> [Task description]: Repeat word for word the lines between the one holding "We need you to process this image and detect any broad" and the one holding "[481,365,536,461]", inclusive.

> [Extracted entries]:
* * *

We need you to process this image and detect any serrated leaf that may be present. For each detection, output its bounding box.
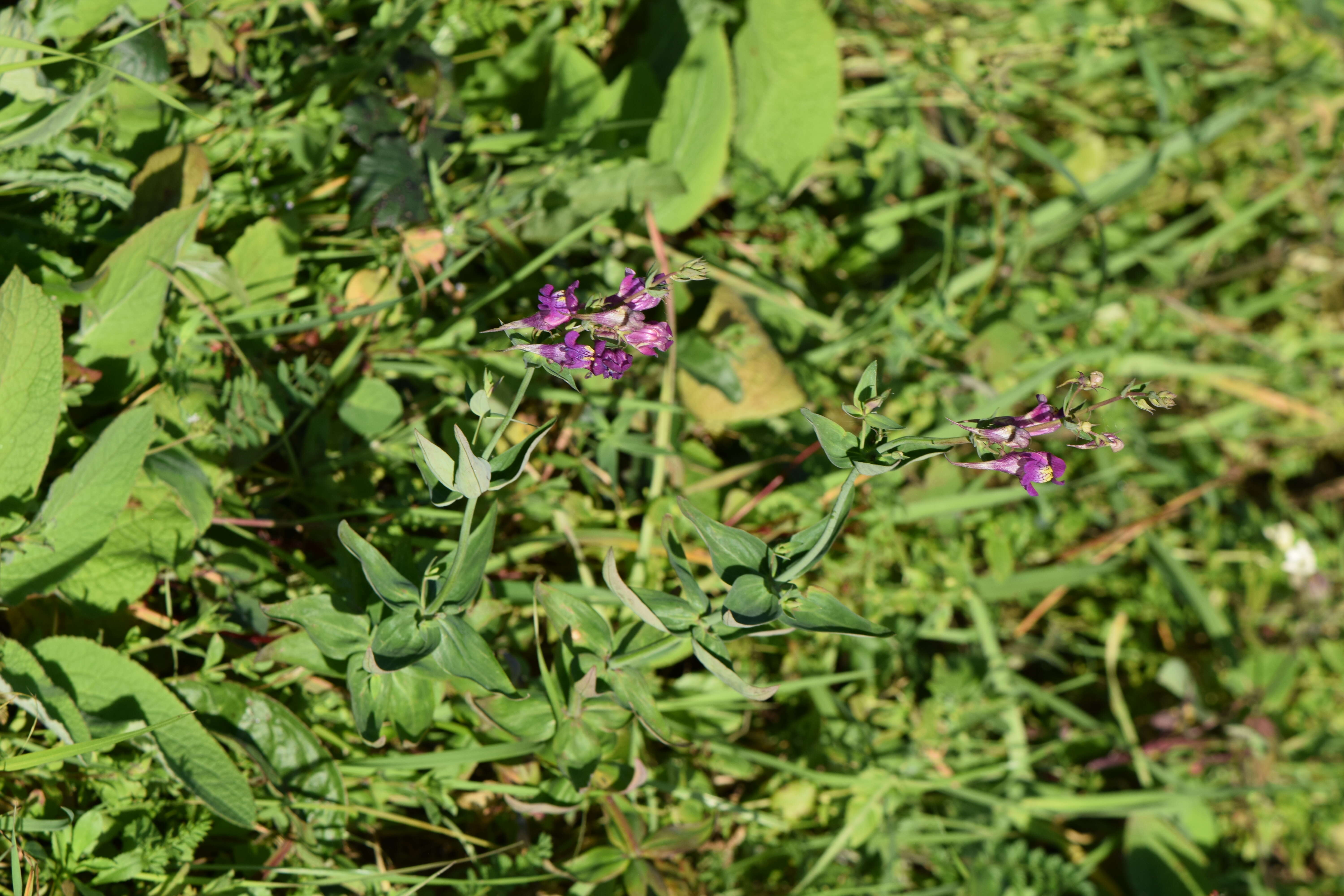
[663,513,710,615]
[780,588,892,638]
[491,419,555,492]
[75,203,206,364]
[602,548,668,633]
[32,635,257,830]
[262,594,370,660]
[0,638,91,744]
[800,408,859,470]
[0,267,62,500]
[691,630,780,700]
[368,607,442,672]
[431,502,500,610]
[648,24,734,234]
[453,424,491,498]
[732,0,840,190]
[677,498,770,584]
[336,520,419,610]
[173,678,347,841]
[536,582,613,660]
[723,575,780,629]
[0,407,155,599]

* * *

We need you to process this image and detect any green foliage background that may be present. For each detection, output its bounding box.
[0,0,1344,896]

* * *

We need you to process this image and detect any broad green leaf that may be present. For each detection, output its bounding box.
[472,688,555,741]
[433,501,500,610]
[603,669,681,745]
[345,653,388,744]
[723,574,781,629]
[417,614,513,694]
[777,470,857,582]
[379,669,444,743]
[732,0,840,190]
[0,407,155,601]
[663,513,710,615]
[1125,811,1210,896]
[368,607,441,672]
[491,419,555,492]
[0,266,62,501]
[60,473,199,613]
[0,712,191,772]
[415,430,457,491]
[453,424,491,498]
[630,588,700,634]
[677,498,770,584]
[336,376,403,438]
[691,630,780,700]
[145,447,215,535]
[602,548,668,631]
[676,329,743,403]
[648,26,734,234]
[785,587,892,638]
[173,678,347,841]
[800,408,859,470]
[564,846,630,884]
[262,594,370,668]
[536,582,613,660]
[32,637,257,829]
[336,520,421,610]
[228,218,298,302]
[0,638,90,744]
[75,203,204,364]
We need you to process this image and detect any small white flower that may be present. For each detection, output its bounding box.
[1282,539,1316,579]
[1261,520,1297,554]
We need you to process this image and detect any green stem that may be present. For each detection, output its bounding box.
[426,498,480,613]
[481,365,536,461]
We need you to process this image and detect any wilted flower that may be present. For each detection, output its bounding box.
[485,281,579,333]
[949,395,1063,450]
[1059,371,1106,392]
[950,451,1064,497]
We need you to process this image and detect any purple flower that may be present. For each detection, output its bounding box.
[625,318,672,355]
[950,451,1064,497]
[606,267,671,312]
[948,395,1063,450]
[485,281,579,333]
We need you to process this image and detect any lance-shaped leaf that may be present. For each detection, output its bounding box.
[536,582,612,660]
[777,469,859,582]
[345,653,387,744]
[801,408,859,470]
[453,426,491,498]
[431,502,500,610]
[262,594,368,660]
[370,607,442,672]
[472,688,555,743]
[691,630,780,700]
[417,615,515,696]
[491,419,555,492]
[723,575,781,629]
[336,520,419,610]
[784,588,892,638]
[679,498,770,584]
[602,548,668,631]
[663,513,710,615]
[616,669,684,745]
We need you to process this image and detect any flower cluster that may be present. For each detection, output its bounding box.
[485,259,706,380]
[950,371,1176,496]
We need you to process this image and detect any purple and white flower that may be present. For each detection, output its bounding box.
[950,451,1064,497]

* * *

> [Exercise response]:
We need you to process this image and detect any broad green leaf that may be present. For each detection, output its bounding box.
[472,688,555,741]
[433,501,500,610]
[603,669,681,745]
[345,653,388,744]
[723,574,781,629]
[417,614,513,694]
[777,470,857,582]
[379,669,444,743]
[732,0,840,190]
[0,407,155,601]
[663,513,710,615]
[1125,811,1210,896]
[368,607,441,672]
[491,419,555,492]
[0,266,62,501]
[60,473,199,613]
[0,712,191,772]
[415,430,457,491]
[453,424,491,498]
[630,588,700,634]
[677,498,770,584]
[336,376,403,438]
[691,630,780,700]
[145,447,215,535]
[602,548,668,631]
[676,329,743,403]
[648,26,734,234]
[785,587,892,638]
[173,678,347,841]
[800,408,859,470]
[564,846,630,884]
[262,594,370,668]
[536,582,613,660]
[32,637,257,829]
[336,520,421,610]
[228,218,298,302]
[0,638,90,744]
[75,203,204,364]
We need you to process this image and detect any small white flower that may be present. For each detection, output its bounding box.
[1282,539,1316,579]
[1261,520,1297,554]
We need you to process this image and detect any green stem that may be present. For each detection, output its bounding box.
[426,498,480,613]
[481,365,536,461]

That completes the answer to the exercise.